** Required work **
Your task is to reproduce exactly the lines from the line with "Mark every instance of the woman's hand" through the end of the records below.

Stored data
[START]

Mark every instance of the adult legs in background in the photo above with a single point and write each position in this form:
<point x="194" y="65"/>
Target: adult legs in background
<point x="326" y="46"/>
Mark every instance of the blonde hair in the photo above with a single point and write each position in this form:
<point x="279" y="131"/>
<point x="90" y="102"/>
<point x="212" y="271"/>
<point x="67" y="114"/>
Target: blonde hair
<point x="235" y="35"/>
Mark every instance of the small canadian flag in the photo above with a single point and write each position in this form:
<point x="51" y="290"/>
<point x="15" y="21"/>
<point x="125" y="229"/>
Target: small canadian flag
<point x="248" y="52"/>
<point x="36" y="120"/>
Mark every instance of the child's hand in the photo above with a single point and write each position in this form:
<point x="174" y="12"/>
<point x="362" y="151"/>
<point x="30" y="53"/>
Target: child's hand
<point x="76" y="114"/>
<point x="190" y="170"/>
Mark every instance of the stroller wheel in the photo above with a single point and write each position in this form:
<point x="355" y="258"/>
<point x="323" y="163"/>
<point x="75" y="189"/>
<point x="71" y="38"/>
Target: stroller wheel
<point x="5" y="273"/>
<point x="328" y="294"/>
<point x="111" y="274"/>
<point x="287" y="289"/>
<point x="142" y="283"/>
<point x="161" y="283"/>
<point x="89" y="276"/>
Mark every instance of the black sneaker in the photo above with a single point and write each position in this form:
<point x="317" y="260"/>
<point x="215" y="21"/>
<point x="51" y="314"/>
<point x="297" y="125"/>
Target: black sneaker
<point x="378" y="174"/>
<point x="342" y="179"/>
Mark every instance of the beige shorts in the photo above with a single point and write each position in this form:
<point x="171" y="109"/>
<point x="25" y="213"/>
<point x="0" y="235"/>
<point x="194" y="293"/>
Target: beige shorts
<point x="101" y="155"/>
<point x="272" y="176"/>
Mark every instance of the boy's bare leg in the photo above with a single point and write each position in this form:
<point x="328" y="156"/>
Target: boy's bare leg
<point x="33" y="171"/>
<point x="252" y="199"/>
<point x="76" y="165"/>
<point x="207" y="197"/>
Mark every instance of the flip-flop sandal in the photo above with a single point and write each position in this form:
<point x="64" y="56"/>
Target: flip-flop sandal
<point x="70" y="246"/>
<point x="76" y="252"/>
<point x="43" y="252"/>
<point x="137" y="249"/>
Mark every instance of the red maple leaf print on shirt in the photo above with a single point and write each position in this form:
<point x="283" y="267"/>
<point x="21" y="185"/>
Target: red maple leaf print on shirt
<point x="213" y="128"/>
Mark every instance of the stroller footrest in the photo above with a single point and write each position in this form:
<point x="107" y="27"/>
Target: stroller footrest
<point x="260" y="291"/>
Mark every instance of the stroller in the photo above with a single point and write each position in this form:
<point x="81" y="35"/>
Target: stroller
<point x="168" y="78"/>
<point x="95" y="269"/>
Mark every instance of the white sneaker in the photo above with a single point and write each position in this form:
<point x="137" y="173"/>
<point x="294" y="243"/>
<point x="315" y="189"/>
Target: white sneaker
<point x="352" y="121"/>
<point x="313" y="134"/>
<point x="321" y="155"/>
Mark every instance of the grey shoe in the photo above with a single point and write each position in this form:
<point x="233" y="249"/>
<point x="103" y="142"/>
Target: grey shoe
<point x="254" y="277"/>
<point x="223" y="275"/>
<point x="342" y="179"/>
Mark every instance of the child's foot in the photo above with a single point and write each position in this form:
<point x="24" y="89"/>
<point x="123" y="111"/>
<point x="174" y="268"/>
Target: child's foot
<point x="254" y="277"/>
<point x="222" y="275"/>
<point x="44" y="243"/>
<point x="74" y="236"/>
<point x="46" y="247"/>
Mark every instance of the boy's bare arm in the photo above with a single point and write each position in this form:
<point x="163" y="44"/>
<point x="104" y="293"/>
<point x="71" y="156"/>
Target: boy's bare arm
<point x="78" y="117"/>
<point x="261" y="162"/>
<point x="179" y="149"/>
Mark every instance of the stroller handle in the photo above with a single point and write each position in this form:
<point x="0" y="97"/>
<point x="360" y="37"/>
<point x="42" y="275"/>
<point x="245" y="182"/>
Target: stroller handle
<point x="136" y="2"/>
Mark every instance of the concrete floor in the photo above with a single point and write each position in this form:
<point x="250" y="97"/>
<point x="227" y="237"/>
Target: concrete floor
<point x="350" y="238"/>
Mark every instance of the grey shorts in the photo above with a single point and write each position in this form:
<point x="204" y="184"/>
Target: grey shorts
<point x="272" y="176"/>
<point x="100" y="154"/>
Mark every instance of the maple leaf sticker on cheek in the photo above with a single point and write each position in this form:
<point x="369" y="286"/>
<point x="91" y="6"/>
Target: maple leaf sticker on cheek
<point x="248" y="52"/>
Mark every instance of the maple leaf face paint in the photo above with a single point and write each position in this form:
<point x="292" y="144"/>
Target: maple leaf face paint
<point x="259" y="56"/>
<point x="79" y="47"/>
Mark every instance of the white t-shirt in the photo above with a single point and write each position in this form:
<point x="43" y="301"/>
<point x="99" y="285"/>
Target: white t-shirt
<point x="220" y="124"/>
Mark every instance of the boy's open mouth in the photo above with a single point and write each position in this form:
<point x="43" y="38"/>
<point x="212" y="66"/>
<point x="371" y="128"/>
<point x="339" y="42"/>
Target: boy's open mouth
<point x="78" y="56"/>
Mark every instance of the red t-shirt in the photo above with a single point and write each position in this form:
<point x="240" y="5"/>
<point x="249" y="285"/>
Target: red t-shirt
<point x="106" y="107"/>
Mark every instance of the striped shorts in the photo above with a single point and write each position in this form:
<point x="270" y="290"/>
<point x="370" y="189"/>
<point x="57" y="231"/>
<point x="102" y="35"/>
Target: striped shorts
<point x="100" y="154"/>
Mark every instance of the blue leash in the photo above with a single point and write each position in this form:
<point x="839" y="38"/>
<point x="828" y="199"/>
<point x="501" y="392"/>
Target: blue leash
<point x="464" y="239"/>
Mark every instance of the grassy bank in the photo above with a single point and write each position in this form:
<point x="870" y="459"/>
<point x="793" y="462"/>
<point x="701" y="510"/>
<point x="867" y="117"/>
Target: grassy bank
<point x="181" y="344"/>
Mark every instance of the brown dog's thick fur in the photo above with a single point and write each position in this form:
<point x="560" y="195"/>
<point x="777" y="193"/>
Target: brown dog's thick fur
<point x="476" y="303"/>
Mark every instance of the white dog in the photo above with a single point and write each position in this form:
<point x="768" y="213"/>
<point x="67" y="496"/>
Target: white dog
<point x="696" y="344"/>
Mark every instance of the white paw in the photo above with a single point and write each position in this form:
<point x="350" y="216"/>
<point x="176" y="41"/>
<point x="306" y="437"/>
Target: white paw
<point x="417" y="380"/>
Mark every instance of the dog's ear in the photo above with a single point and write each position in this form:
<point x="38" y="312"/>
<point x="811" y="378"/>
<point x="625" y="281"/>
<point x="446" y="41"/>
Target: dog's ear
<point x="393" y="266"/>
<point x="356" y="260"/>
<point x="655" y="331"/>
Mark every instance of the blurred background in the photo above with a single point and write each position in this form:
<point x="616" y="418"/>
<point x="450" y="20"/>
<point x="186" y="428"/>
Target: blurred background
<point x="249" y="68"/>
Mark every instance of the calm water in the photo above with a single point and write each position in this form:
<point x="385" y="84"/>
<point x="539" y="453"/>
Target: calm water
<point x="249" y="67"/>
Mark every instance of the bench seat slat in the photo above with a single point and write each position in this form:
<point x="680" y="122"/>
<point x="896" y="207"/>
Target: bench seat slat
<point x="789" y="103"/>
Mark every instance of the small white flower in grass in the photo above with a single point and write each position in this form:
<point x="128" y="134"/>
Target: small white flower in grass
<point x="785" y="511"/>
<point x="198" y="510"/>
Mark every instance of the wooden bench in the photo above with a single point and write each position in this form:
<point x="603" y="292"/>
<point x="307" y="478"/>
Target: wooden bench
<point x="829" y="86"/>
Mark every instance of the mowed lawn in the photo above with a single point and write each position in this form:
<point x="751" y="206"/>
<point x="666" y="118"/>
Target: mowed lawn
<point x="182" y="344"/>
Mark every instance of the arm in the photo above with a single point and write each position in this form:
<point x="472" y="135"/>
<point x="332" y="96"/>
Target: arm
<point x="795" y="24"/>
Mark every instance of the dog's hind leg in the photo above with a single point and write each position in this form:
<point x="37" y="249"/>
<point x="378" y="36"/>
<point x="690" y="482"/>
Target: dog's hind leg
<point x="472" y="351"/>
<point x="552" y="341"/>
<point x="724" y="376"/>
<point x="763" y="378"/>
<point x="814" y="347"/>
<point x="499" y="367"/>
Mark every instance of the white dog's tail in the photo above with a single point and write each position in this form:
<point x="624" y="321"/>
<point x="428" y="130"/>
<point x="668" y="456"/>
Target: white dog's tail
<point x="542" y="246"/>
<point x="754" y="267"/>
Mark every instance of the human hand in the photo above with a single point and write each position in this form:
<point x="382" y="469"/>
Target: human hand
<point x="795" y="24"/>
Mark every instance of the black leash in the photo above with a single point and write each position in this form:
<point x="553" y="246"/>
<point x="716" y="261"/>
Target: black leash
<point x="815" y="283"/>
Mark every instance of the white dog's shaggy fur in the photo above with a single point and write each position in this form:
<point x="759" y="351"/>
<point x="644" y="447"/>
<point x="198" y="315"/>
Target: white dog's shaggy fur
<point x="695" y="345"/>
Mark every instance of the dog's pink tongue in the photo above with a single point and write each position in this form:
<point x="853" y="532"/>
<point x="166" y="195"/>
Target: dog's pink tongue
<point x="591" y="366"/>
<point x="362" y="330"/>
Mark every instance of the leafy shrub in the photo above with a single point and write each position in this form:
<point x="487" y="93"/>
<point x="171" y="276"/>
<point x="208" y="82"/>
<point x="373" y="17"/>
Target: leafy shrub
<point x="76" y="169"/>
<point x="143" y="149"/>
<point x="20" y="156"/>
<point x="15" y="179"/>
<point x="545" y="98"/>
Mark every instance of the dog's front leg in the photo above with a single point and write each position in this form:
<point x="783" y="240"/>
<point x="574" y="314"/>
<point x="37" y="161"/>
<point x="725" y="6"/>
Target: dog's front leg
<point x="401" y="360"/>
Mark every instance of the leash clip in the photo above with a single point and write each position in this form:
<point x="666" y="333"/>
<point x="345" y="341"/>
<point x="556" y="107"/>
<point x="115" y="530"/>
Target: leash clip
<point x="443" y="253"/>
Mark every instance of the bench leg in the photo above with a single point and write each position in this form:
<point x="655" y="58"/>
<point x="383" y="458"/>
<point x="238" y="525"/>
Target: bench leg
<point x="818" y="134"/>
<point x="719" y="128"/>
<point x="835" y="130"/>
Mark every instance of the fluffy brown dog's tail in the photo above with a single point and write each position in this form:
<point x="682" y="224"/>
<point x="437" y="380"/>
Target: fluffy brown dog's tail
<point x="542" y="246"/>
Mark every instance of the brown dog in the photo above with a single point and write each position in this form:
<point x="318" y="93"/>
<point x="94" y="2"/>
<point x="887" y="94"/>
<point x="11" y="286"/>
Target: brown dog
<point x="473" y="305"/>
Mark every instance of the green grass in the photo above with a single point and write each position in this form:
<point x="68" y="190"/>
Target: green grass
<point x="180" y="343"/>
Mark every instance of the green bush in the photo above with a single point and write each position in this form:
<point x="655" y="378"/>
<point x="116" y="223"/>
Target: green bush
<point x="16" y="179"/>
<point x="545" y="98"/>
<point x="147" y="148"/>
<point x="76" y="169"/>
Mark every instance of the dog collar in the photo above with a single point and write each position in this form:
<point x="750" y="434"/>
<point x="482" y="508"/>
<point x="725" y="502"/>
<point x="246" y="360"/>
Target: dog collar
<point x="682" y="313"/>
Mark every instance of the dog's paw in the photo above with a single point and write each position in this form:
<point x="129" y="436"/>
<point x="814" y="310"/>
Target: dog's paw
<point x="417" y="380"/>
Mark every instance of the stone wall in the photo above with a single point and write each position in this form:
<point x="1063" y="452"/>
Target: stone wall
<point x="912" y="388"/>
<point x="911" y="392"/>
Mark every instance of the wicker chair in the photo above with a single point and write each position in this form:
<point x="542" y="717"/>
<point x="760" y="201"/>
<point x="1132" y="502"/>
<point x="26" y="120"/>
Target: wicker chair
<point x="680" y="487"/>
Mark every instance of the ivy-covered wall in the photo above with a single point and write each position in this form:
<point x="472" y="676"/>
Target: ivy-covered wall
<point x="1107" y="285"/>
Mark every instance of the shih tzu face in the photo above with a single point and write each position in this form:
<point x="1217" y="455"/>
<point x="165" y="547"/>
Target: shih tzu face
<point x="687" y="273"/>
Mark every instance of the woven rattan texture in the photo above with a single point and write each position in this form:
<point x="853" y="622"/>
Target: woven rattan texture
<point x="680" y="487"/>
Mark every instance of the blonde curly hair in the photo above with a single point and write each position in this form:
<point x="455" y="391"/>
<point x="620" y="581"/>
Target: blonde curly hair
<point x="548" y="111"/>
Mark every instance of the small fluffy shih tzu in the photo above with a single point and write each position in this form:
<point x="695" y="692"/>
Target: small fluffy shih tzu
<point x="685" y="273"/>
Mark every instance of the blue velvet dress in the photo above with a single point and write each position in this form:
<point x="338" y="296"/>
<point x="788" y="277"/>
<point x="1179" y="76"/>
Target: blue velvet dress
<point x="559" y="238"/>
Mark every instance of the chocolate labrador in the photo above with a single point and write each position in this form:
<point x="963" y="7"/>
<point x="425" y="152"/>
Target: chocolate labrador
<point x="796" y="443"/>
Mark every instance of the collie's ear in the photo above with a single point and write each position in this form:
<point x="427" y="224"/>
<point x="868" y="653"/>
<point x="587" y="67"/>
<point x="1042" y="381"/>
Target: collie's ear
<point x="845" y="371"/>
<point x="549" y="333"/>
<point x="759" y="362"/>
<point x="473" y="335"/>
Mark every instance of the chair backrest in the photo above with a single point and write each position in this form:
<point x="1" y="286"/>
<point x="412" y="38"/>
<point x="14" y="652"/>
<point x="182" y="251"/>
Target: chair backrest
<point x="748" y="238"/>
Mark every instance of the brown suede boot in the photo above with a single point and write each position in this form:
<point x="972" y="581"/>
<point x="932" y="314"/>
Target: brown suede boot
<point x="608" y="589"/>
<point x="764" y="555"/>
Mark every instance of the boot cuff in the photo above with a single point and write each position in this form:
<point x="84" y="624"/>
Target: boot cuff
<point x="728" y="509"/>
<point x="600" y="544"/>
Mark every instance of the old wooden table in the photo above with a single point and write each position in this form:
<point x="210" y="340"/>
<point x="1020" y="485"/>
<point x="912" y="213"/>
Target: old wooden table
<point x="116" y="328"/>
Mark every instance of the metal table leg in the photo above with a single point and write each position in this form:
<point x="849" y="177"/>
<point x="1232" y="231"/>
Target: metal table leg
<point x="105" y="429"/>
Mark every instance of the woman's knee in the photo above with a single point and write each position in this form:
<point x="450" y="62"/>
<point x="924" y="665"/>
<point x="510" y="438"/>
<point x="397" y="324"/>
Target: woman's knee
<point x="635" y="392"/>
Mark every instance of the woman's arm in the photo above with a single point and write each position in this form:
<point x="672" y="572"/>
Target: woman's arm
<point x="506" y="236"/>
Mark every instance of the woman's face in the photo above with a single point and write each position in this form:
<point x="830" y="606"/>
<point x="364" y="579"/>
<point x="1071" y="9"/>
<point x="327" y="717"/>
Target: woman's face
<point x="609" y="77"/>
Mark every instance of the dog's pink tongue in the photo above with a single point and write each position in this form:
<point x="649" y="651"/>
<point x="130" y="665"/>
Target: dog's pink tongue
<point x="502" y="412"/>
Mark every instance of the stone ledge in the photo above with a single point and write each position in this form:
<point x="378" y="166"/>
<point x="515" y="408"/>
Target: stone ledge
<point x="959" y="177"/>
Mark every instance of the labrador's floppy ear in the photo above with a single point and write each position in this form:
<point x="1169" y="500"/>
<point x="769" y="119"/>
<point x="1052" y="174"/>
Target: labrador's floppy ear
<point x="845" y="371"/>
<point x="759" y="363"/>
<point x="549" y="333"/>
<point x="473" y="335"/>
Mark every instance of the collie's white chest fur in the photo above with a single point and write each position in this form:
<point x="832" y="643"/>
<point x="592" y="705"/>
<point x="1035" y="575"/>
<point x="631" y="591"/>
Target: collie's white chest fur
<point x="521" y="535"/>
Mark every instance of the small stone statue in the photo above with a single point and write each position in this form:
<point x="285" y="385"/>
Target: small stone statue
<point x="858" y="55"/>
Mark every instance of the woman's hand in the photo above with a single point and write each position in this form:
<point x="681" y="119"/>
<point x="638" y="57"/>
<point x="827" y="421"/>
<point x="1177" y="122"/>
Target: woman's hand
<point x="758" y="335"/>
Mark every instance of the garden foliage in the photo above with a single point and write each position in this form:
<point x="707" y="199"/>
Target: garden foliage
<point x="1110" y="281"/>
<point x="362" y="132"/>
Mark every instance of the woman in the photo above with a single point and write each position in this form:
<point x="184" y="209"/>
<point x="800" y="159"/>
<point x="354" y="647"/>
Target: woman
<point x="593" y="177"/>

[END]

** Task answer **
Mark every instance of the woman's hand in the photo above with a single point and write each position in this form:
<point x="681" y="119"/>
<point x="638" y="57"/>
<point x="827" y="421"/>
<point x="1177" y="122"/>
Target: woman's hand
<point x="758" y="335"/>
Mark every instance of the garden foliage in the photo above with a single point and write each position in this form:
<point x="707" y="199"/>
Target: garden foliage
<point x="1110" y="281"/>
<point x="362" y="132"/>
Mark every instance of the woman in the photo above with a single point and write each position in this form:
<point x="184" y="209"/>
<point x="800" y="159"/>
<point x="354" y="647"/>
Target: woman
<point x="593" y="177"/>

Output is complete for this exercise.